What the task asks — Print out the data precisely as it appears here, with no pictures.

_ _ _ _

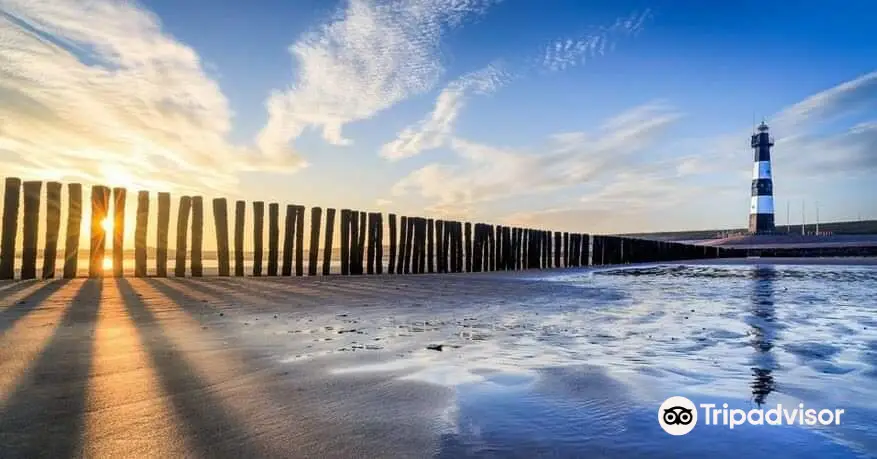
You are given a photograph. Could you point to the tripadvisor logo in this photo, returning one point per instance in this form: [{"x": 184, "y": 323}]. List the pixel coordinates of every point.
[{"x": 678, "y": 416}]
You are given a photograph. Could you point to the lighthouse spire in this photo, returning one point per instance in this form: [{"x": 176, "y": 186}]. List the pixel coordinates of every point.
[{"x": 761, "y": 211}]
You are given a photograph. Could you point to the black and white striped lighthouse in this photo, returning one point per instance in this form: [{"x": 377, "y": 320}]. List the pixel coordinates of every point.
[{"x": 761, "y": 212}]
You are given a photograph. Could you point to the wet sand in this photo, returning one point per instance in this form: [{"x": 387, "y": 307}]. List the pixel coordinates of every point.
[{"x": 292, "y": 367}]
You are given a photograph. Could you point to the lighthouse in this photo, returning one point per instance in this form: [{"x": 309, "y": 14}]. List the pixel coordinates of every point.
[{"x": 761, "y": 212}]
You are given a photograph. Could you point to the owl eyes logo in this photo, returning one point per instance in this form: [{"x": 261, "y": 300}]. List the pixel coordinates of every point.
[{"x": 677, "y": 415}]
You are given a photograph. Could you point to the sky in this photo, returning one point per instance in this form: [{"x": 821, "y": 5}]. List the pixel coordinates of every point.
[{"x": 590, "y": 116}]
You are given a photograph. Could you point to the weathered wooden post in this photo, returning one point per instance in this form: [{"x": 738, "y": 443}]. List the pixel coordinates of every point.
[
  {"x": 220, "y": 221},
  {"x": 31, "y": 217},
  {"x": 391, "y": 264},
  {"x": 53, "y": 226},
  {"x": 140, "y": 224},
  {"x": 360, "y": 245},
  {"x": 119, "y": 198},
  {"x": 403, "y": 238},
  {"x": 197, "y": 263},
  {"x": 258, "y": 233},
  {"x": 288, "y": 239},
  {"x": 327, "y": 245},
  {"x": 11, "y": 202},
  {"x": 345, "y": 241},
  {"x": 240, "y": 212},
  {"x": 354, "y": 241},
  {"x": 314, "y": 251},
  {"x": 162, "y": 234},
  {"x": 372, "y": 250},
  {"x": 379, "y": 243},
  {"x": 74, "y": 223},
  {"x": 299, "y": 239},
  {"x": 273, "y": 238},
  {"x": 182, "y": 230},
  {"x": 100, "y": 204}
]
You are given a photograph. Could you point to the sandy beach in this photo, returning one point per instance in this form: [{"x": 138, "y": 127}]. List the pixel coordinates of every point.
[{"x": 312, "y": 367}]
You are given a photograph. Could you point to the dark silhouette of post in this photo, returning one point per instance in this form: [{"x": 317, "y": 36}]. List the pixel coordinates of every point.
[
  {"x": 372, "y": 249},
  {"x": 288, "y": 239},
  {"x": 345, "y": 242},
  {"x": 197, "y": 263},
  {"x": 403, "y": 236},
  {"x": 391, "y": 263},
  {"x": 299, "y": 239},
  {"x": 360, "y": 244},
  {"x": 327, "y": 246},
  {"x": 273, "y": 237},
  {"x": 31, "y": 217},
  {"x": 220, "y": 220},
  {"x": 240, "y": 211},
  {"x": 182, "y": 235},
  {"x": 140, "y": 224},
  {"x": 100, "y": 205},
  {"x": 162, "y": 234},
  {"x": 258, "y": 234},
  {"x": 379, "y": 243},
  {"x": 11, "y": 203},
  {"x": 53, "y": 226},
  {"x": 314, "y": 251},
  {"x": 74, "y": 223}
]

_ _ _ _

Finished exercise —
You are given a photograph. Could you point to the tripadvisor logo in this photo, returning one point per instance in this form: [{"x": 184, "y": 323}]. List the pixel coordinates of every point.
[{"x": 678, "y": 416}]
You are given a photograph. Could you point to the lighthouse spire in this photo, returning one point per instance in this form: [{"x": 176, "y": 186}]. List the pixel coordinates of every point.
[{"x": 761, "y": 211}]
You are given a photograph. Could you point to the black and white striped lighthouse in this photo, returning one point per instance in this form: [{"x": 377, "y": 320}]. List the pixel coordinates of every point.
[{"x": 761, "y": 212}]
You are given a photograph. Could you point to the wet sand in this photo, returning one point per instance in this form: [{"x": 387, "y": 307}]. List the pixel coordinates of every point.
[{"x": 292, "y": 367}]
You are given a photograph. Could you point to the lighthouse in this photo, returning one point per instance in this form: [{"x": 309, "y": 14}]. List the pixel coordinates of every point.
[{"x": 761, "y": 212}]
You are given a photograph. Could you point to the owl eyes logo in this photo, returning one point per instance in this form: [{"x": 261, "y": 300}]. List the pixel coordinates of every point.
[{"x": 677, "y": 415}]
You are given a photograph. Could you point to the sky in this photo, returning one point per instance in this form: [{"x": 821, "y": 5}]. List the pixel coordinates of every point.
[{"x": 590, "y": 116}]
You are given a photograph. Could you point to the weathered wooden post in this photo, returning one point per instance in this form: [{"x": 738, "y": 443}]. List the pixel coordinates of every point.
[
  {"x": 220, "y": 221},
  {"x": 31, "y": 217},
  {"x": 391, "y": 264},
  {"x": 53, "y": 226},
  {"x": 140, "y": 224},
  {"x": 360, "y": 245},
  {"x": 119, "y": 198},
  {"x": 403, "y": 238},
  {"x": 197, "y": 263},
  {"x": 258, "y": 233},
  {"x": 288, "y": 239},
  {"x": 327, "y": 245},
  {"x": 11, "y": 202},
  {"x": 345, "y": 241},
  {"x": 240, "y": 212},
  {"x": 354, "y": 241},
  {"x": 314, "y": 251},
  {"x": 162, "y": 234},
  {"x": 372, "y": 250},
  {"x": 379, "y": 243},
  {"x": 74, "y": 223},
  {"x": 299, "y": 239},
  {"x": 273, "y": 238},
  {"x": 182, "y": 230},
  {"x": 100, "y": 204}
]
You are given a photograph. Could you point to the sandy beach in this photo, returning one point per instance in this form: [{"x": 138, "y": 127}]. List the pixel coordinates of every point.
[{"x": 312, "y": 367}]
You are given a photograph. Could you point to the dark silhouette of post in this photo, returning one point per instance in this form: [{"x": 317, "y": 36}]. List the pixel coordinates of every point.
[
  {"x": 372, "y": 249},
  {"x": 288, "y": 239},
  {"x": 345, "y": 242},
  {"x": 197, "y": 263},
  {"x": 403, "y": 236},
  {"x": 391, "y": 263},
  {"x": 299, "y": 239},
  {"x": 360, "y": 244},
  {"x": 327, "y": 246},
  {"x": 273, "y": 237},
  {"x": 31, "y": 217},
  {"x": 220, "y": 220},
  {"x": 240, "y": 211},
  {"x": 182, "y": 235},
  {"x": 140, "y": 224},
  {"x": 100, "y": 205},
  {"x": 162, "y": 234},
  {"x": 258, "y": 234},
  {"x": 379, "y": 243},
  {"x": 11, "y": 203},
  {"x": 53, "y": 226},
  {"x": 314, "y": 251},
  {"x": 74, "y": 223}
]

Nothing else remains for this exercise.